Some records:
^^^^^^^^
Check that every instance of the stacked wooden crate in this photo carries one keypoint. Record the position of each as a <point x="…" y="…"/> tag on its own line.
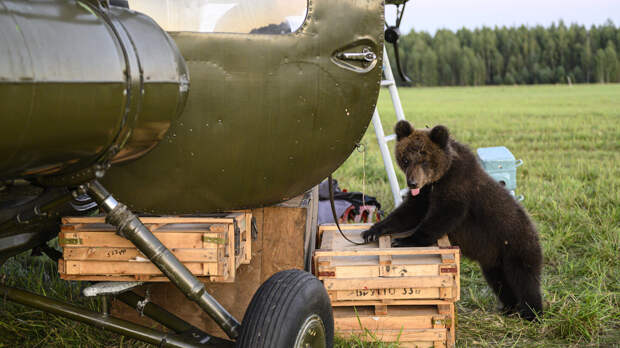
<point x="403" y="295"/>
<point x="212" y="248"/>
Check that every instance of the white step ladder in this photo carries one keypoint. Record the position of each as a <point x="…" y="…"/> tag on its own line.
<point x="382" y="139"/>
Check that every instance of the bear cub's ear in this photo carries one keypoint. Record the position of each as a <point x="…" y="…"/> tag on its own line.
<point x="440" y="135"/>
<point x="403" y="129"/>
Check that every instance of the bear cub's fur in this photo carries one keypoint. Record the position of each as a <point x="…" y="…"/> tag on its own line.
<point x="450" y="193"/>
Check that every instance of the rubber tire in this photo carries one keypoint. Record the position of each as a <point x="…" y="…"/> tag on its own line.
<point x="280" y="307"/>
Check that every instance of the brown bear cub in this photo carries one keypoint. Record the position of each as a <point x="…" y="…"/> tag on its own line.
<point x="451" y="194"/>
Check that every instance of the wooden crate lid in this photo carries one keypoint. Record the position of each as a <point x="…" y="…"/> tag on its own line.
<point x="394" y="311"/>
<point x="344" y="253"/>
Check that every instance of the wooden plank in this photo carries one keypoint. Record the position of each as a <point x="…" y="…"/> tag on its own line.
<point x="390" y="302"/>
<point x="423" y="335"/>
<point x="384" y="294"/>
<point x="121" y="268"/>
<point x="398" y="317"/>
<point x="119" y="278"/>
<point x="385" y="261"/>
<point x="112" y="240"/>
<point x="388" y="283"/>
<point x="385" y="251"/>
<point x="149" y="220"/>
<point x="131" y="254"/>
<point x="344" y="272"/>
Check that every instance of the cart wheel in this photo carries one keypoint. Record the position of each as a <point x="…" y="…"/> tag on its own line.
<point x="291" y="309"/>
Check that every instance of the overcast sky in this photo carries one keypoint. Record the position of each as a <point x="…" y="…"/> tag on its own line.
<point x="430" y="15"/>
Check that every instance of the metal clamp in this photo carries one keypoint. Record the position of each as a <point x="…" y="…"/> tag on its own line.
<point x="366" y="55"/>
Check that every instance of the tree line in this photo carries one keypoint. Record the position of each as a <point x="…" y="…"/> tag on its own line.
<point x="518" y="55"/>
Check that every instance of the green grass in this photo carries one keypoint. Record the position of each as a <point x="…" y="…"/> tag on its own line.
<point x="569" y="139"/>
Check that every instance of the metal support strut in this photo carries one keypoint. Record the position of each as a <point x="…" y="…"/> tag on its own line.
<point x="106" y="322"/>
<point x="130" y="227"/>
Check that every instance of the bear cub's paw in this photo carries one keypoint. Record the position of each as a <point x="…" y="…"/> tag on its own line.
<point x="372" y="234"/>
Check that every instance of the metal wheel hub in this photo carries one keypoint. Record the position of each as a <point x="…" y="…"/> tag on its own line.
<point x="311" y="334"/>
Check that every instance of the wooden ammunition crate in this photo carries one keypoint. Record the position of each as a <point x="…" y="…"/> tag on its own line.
<point x="377" y="274"/>
<point x="212" y="248"/>
<point x="411" y="326"/>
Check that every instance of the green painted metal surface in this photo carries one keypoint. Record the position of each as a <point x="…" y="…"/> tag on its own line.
<point x="268" y="116"/>
<point x="80" y="85"/>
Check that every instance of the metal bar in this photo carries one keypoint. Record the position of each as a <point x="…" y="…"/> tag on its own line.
<point x="387" y="72"/>
<point x="130" y="227"/>
<point x="169" y="320"/>
<point x="387" y="160"/>
<point x="97" y="319"/>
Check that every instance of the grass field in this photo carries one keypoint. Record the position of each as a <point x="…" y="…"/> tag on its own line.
<point x="569" y="139"/>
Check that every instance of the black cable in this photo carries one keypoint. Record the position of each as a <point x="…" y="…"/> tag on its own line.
<point x="331" y="201"/>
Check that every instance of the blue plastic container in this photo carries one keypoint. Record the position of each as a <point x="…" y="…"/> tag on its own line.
<point x="501" y="165"/>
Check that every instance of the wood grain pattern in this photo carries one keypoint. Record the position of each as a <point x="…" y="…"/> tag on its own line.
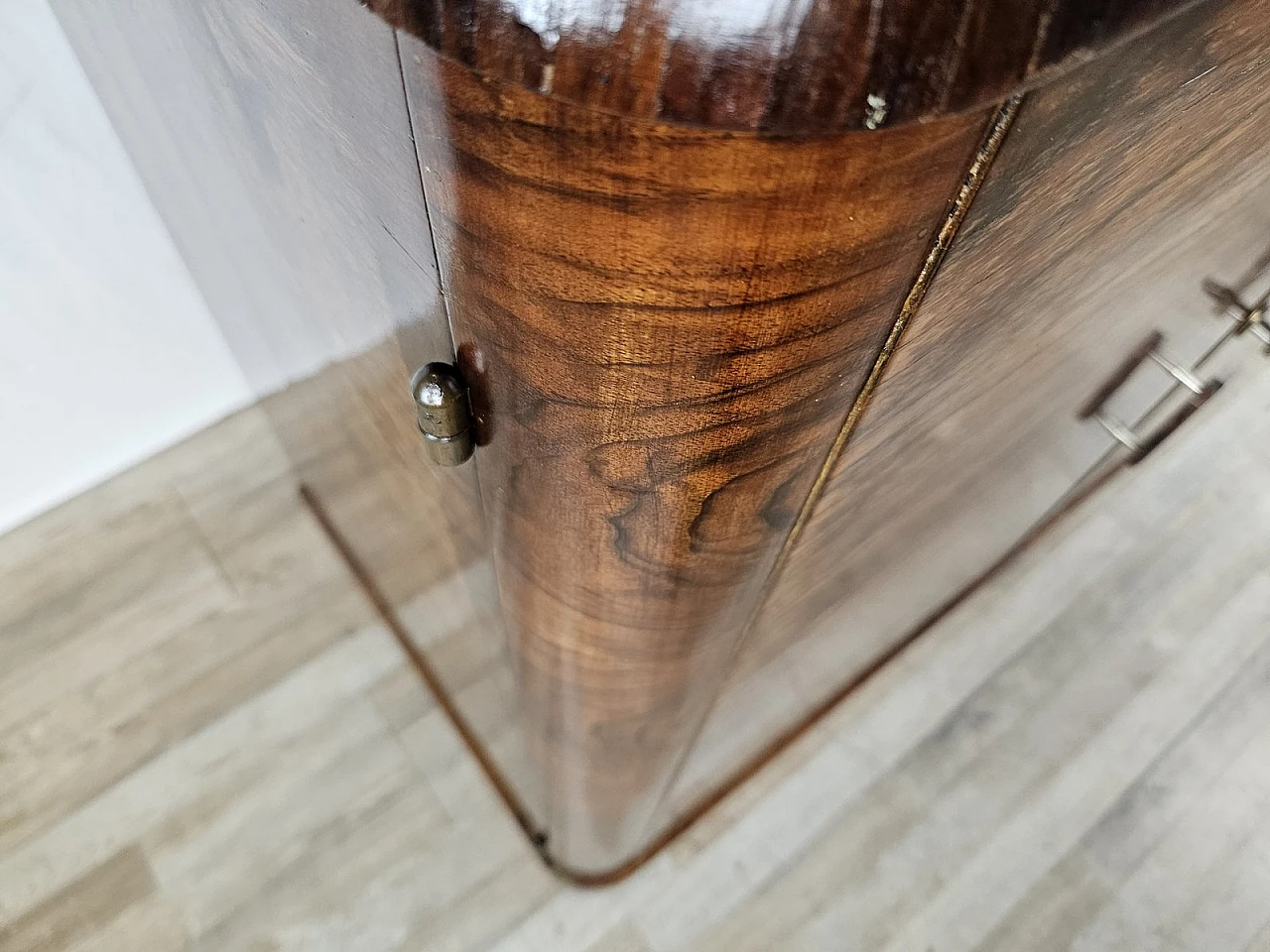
^^^^^^^^
What is required: Echo all of the lines in the records above, leaving out the pictures.

Problem solution:
Check that every instance of the stacked wooden crate in this photo carries one keypoint. Record the position of each as a <point x="…" y="…"/> tag on its own line.
<point x="403" y="295"/>
<point x="212" y="248"/>
Check that every instance of the white step ladder in this photo carries one keypoint. Record the position of each as a <point x="…" y="…"/> tag on its own line.
<point x="382" y="139"/>
Check that every instance of the bear cub's ear in this photo carries one keypoint. Record the position of each as a <point x="…" y="…"/> tag on its own line.
<point x="440" y="135"/>
<point x="403" y="129"/>
Check that every instance of the bear cub's fur in this photo carries one keypoint. Record the position of each as a <point x="…" y="…"/> tag on its own line.
<point x="450" y="193"/>
Check that every instance of the rubber tire in this photo carries one keypoint. Record the position of each as a <point x="…" y="…"/> tag on its own line.
<point x="280" y="307"/>
Check that every instance of the brown bear cub in this photo carries one keypoint. Record the position of each as a <point x="…" y="…"/> tag on its own line.
<point x="451" y="194"/>
Check that every instance of the wooden crate lid in this photo carries one keypoint. Record the position of each as a <point x="…" y="…"/> tag on its own line.
<point x="394" y="311"/>
<point x="344" y="253"/>
Check that every instance of the wooden plank in this photo carries one keypoint. Record the position of each as a <point x="…" y="…"/> tag on its own line.
<point x="390" y="302"/>
<point x="423" y="335"/>
<point x="384" y="294"/>
<point x="121" y="268"/>
<point x="398" y="317"/>
<point x="119" y="278"/>
<point x="385" y="261"/>
<point x="112" y="240"/>
<point x="388" y="283"/>
<point x="385" y="251"/>
<point x="149" y="220"/>
<point x="131" y="254"/>
<point x="344" y="272"/>
Check that every instance of the cart wheel in this photo carries one keypoint. Record the position of each as a <point x="…" y="…"/> tag on its own line.
<point x="291" y="309"/>
Check that every instance of the overcast sky in this photo carries one keypoint. Record the position of each as a <point x="…" y="…"/> tag on its own line.
<point x="430" y="15"/>
Check that every instance of the metal clamp in this photo carries one keypoint. Record the position of each as a <point x="…" y="…"/> tag on its own line.
<point x="366" y="55"/>
Check that every instance of the tree line in this photo carries one keypoint. Record the position of each as a <point x="…" y="…"/> tag on its own line.
<point x="518" y="55"/>
Check that every instance of the green grass in this photo carries one keypoint. Record the position of each as a <point x="…" y="…"/> tag on its own line.
<point x="569" y="139"/>
Check that every instance of the metal support strut in this photo carries one keypoint. Record the position of each as a <point x="…" y="…"/> tag on its own line.
<point x="106" y="322"/>
<point x="130" y="227"/>
Check that every instance of the bear cub's paw in this photo carries one keypoint. Record the position of each as a <point x="…" y="…"/> tag on its own line.
<point x="372" y="234"/>
Check that every instance of the metal wheel hub in this photo carries one keypoint. Record the position of each as a <point x="…" y="…"/> tag on its own line.
<point x="311" y="334"/>
Check that every instance of the wooden ammunition crate in this photo carries one keypoint. Record the position of each as a <point x="…" y="…"/> tag on its own line.
<point x="377" y="274"/>
<point x="212" y="248"/>
<point x="411" y="326"/>
Check that every instance of the green painted metal surface in this photo carries one keypoint. Record the position of each as a <point x="…" y="…"/> tag on its own line.
<point x="268" y="116"/>
<point x="80" y="85"/>
Check that every instance of the metal bar in this photo carries one keypoint. Record the position of each as a <point x="…" y="…"/> tag on its own line.
<point x="387" y="72"/>
<point x="130" y="227"/>
<point x="169" y="320"/>
<point x="387" y="160"/>
<point x="97" y="319"/>
Check that every instance of the grass field in this photo carries one keypoint. Record the position of each as a <point x="…" y="…"/> tag on its own line.
<point x="569" y="139"/>
Check that every instance of the black cable in this photo carries one keypoint. Record the position of each as a <point x="…" y="…"/> tag on its own line.
<point x="331" y="201"/>
Check that every instance of the blue plastic container in this photo carries one keypoint. Record the position of each as a <point x="…" y="…"/> tag on its own line.
<point x="501" y="165"/>
Check that every instance of the wood grain pattern in this photo carries one keypoint. Record the position of each as a <point x="…" y="…"/> tag on its own line.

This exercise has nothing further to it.